■ Data under study ■
- - - - -

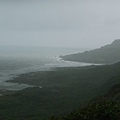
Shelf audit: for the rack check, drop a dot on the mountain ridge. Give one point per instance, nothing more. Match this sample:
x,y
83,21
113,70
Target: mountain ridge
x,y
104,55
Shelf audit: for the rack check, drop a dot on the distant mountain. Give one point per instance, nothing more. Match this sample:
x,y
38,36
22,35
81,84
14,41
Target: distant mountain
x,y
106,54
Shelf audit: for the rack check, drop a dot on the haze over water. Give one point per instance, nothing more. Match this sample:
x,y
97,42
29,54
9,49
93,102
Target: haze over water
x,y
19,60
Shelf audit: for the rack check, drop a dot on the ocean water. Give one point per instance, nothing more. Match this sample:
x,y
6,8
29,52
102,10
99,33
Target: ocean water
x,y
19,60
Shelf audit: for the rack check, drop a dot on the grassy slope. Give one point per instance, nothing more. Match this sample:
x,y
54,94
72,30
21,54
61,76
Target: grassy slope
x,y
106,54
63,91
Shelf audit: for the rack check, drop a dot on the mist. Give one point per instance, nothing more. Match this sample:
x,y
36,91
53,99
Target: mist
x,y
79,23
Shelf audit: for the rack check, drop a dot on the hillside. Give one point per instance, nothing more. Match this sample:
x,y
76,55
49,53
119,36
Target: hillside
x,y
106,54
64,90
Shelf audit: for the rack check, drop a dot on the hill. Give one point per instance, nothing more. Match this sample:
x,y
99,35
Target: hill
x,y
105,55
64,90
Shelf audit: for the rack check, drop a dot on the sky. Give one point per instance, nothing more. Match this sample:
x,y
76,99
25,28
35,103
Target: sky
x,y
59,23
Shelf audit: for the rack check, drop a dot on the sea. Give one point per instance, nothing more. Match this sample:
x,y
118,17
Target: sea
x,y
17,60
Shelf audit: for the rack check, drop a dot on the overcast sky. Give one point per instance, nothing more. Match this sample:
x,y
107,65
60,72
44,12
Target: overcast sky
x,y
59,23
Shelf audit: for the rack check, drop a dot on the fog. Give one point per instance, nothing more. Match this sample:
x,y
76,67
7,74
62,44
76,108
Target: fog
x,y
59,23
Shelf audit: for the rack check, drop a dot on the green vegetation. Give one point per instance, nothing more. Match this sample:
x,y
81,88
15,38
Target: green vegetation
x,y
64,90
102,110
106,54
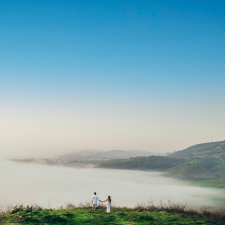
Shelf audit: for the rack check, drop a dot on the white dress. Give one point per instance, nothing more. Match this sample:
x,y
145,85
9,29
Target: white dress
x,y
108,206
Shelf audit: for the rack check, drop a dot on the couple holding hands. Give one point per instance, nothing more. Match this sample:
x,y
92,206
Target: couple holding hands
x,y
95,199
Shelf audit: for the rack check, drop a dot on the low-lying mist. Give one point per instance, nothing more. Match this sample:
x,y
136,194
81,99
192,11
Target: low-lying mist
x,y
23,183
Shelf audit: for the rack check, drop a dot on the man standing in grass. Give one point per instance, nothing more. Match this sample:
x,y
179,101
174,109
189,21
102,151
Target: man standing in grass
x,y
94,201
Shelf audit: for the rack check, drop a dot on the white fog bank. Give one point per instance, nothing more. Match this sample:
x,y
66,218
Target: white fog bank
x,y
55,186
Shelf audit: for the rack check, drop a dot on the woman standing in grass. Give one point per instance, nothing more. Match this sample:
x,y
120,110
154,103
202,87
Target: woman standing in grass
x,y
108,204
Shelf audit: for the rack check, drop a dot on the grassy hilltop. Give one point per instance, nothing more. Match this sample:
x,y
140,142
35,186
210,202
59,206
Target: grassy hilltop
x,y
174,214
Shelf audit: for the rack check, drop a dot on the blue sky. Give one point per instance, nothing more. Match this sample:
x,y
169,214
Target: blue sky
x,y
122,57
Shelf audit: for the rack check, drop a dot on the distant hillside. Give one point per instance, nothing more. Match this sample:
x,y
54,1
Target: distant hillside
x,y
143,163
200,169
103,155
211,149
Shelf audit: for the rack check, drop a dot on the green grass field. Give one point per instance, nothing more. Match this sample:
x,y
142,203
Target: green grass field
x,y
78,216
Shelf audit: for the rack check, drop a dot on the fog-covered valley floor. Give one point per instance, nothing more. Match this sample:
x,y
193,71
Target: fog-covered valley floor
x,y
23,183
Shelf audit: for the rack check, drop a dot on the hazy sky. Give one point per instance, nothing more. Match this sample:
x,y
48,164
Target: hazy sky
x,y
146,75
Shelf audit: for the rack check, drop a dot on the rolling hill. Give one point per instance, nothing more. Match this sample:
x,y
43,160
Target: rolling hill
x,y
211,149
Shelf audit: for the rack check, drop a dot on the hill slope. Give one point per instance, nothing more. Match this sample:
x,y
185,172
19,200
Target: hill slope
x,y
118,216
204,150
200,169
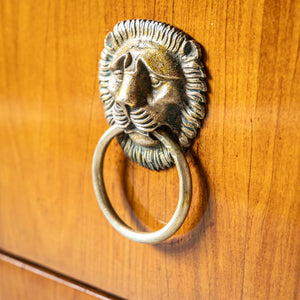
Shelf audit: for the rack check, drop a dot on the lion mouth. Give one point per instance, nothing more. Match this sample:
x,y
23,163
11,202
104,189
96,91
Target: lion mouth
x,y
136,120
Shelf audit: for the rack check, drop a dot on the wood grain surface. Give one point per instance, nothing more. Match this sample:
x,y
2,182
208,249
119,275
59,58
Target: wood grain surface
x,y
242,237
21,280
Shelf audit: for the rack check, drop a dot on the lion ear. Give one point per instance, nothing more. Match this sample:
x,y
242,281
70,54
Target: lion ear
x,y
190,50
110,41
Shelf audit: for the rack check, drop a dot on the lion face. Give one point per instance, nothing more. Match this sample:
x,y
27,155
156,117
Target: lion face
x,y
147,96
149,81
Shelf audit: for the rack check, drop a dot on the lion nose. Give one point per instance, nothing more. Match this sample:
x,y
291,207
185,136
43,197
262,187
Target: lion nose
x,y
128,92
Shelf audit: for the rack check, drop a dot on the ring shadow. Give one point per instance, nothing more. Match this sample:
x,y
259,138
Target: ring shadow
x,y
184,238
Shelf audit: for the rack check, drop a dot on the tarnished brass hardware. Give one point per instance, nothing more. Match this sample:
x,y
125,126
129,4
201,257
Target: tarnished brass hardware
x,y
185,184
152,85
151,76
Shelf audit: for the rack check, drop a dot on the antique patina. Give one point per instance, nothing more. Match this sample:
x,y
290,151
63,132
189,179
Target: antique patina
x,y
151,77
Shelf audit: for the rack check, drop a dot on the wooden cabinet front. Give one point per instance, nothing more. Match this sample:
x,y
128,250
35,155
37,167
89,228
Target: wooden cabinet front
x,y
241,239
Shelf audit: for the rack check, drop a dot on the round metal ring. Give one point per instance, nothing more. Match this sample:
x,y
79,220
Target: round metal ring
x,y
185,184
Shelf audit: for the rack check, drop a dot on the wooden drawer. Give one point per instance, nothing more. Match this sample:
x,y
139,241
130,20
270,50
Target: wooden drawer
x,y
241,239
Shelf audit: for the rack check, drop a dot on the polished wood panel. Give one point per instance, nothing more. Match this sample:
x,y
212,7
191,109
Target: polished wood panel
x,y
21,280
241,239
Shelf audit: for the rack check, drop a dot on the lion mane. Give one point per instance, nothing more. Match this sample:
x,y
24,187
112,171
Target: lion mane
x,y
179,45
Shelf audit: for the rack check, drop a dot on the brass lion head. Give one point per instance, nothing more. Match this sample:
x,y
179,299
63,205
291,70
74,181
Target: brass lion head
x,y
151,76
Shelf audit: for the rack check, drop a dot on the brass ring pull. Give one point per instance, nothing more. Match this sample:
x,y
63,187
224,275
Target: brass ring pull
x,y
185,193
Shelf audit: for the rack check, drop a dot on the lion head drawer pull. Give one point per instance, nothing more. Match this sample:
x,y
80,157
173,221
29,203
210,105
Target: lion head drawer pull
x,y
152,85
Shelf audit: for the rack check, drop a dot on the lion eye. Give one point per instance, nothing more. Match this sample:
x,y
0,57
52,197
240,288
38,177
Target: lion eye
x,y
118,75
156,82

- - - - -

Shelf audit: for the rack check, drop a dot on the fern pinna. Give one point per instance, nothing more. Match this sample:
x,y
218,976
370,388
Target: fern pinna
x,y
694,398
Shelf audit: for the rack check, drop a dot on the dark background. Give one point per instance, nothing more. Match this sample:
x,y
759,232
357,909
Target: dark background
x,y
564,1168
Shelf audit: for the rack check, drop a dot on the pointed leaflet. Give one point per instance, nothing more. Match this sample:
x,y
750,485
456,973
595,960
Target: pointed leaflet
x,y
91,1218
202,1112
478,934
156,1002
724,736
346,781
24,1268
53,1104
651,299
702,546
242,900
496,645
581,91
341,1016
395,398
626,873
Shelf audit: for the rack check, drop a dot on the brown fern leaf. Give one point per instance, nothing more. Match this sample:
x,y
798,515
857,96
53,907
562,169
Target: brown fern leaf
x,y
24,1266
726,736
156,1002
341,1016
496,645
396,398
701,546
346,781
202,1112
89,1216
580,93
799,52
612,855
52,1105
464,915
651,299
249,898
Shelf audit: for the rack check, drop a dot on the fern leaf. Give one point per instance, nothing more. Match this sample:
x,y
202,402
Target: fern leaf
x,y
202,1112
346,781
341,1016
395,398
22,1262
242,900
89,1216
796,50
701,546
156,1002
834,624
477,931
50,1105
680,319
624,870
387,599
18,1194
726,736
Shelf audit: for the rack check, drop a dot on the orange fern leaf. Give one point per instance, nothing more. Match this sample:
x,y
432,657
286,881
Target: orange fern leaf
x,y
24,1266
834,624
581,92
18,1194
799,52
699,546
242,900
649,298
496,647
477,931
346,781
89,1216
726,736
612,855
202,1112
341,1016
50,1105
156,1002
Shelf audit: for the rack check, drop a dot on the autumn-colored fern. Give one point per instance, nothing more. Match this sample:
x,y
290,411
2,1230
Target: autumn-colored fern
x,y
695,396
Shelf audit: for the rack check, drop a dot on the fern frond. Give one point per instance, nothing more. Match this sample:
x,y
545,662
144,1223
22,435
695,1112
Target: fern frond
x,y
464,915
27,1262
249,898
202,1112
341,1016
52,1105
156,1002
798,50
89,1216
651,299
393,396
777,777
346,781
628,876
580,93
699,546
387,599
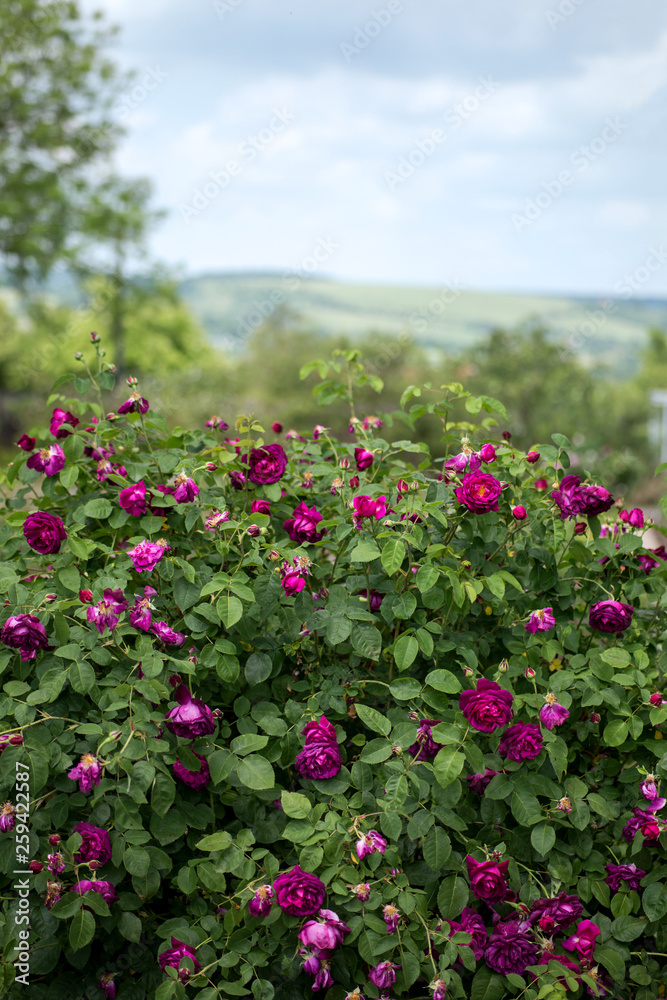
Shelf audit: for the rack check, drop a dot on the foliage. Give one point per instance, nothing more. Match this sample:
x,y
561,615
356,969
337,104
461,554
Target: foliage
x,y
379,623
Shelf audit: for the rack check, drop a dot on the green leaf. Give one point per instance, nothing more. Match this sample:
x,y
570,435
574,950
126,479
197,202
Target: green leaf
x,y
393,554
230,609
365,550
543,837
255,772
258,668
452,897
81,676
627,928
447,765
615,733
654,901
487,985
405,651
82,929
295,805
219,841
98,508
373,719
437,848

- - - - -

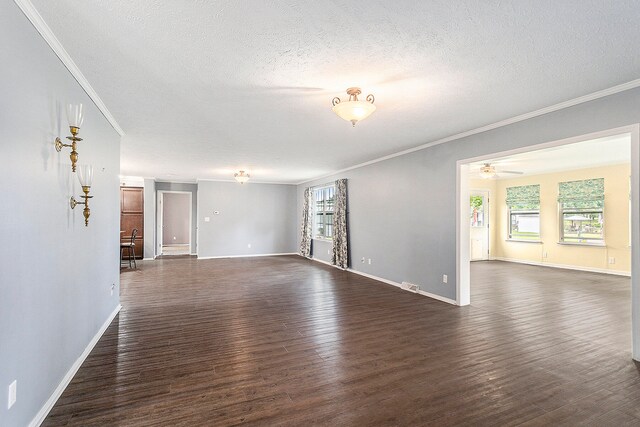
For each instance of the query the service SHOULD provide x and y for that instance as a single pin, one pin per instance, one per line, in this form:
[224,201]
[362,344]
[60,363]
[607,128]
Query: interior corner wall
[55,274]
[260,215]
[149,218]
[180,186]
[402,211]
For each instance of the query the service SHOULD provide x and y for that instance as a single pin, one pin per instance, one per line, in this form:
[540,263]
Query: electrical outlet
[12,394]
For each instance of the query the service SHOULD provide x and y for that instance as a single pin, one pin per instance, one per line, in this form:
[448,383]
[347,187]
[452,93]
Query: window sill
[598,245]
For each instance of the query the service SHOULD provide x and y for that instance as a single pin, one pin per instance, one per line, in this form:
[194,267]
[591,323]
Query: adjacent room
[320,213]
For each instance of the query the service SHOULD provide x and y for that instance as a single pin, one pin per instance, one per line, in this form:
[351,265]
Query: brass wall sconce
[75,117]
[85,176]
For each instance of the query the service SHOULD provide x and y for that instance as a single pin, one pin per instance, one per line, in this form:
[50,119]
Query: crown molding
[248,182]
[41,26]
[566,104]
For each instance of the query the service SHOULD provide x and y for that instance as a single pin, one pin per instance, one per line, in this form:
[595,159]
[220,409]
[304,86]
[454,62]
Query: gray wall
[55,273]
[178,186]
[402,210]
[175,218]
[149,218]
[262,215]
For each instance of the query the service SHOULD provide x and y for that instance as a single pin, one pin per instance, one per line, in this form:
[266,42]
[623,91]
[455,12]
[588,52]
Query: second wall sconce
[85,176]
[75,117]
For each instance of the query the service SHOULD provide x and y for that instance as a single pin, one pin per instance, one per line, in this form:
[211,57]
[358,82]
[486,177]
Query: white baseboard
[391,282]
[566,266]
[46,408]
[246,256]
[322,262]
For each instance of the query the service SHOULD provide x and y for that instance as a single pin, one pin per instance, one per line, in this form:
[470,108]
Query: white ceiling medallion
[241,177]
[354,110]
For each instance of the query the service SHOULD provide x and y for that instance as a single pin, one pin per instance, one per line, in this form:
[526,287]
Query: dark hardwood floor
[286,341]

- - - - -

■ What is being asked ■
Print again the lines of the entries above that fall between the line holding "on the mountain" and the line holding "the distant mountain.", inclusive, exactly as they stand.

■ Solution to the problem ■
Shelf audit: for the rack check, drop a dot on the mountain ridge. Give one point per instance, nothing more. Match this sample:
x,y
83,21
113,70
Target: mountain ridge
x,y
104,55
Shelf audit: for the rack check, drop a dot on the distant mountain. Give one point per instance, nothing more. Match this sample:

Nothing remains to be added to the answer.